_PASSAGE PROVIDED:_
The U.S. Food and Drug Administration (FDA) has requested that Allergan recall its BIOCELL textured breast implants due to a risk of breast implant-associated anaplastic large cell lymphoma (BIA-ALCL), according to an announcement from the agency.
“Although the overall incidence of BIA-ALCL appears to be relatively low, once the evidence indicated that a specific manufacturer’s product appeared to be directly linked to significant patient harm, including death, the FDA took action to alert the firm to new evidence indicating a recall is warranted to protect women’s health,” said FDA Principal Deputy Commissioner Amy Abernethy, MD, PhD.
The FDA’s decision is based on an increasing number of cases and deaths from implant-associated cancer. Globally, there have been 573 cases and 33 cancer deaths, 481 of which are clearly linked to the Allergan BIOCELL implants, according to the FDA. The agency focused on the 33 deaths when requesting the recall. Of the 33 deaths, the manufacturer was known in 13 cases. In 12 of those cases, Allergan was the manufacturer.
BIA-ALCL is not a primary breast cancer, but a lymphoid malignancy that develops in tissue around the implant. Generally, removing the implants and the surrounding scar tissue treats the cancer. But if the condition is not identified early, it can spread and cause death. The FDA first identified the link between breast implants and cancer in 2011.
The recall also extends to other BIOCELL breast implants, including: Natrelle saline-filled breast implants, Natrelle silicone-filled breast implants, Natrelle Inspira silicone-filled breast implants, and Natrelle 410 highly cohesive anatomically shaped silicone-filled breast implants. The recall also includes tissue expanders used in breast augmentation procedures, including Natrelle 133 Plus tissue expander and Natrelle 133 tissue expander with suture tabs.
“We will continue to monitor the incidence of BIA-ALCL across other textured and smooth breast implants and tissue expanders as well as other devices intended for use in the breast,” Dr. Abernethy said. “If action is needed in the future, we will not hesitate to do what is necessary to protect patients.”

_COLLECTED MATERIAL:_
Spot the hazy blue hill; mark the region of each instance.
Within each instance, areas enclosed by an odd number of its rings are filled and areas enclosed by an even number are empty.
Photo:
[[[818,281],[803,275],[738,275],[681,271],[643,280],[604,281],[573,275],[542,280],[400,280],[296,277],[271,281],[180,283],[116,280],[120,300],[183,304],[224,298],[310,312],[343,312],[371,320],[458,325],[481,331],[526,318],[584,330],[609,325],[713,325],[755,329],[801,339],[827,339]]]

_LIST OF TASKS:_
1 > According to the breast implant recall article, why did the FDA ask Allergan to recall its BIOCELL implants? Answer in one to three sentences.
2 > Write out everything in the breast implant recall article from "The FDA’s decision" down to "cancer in 2011.", word for word.
Rely only on the breast implant recall article, not on the listing.

_RESPONSES TO THE TASKS:_
1 > The FDA acted because of a growing number of implant-associated cancer cases and deaths. The evidence indicated that Allergan's product appeared directly linked to significant patient harm, including death. Of the 33 deaths, the manufacturer was known in 13, and Allergan was the manufacturer in 12 of those.

2 >
The FDA’s decision is based on an increasing number of cases and deaths from implant-associated cancer. Globally, there have been 573 cases and 33 cancer deaths, 481 of which are clearly linked to the Allergan BIOCELL implants, according to the FDA. The agency focused on the 33 deaths when requesting the recall. Of the 33 deaths, the manufacturer was known in 13 cases. In 12 of those cases, Allergan was the manufacturer.
BIA-ALCL is not a primary breast cancer, but a lymphoid malignancy that develops in tissue around the implant. Generally, removing the implants and the surrounding scar tissue treats the cancer. But if the condition is not identified early, it can spread and cause death. The FDA first identified the link between breast implants and cancer in 2011.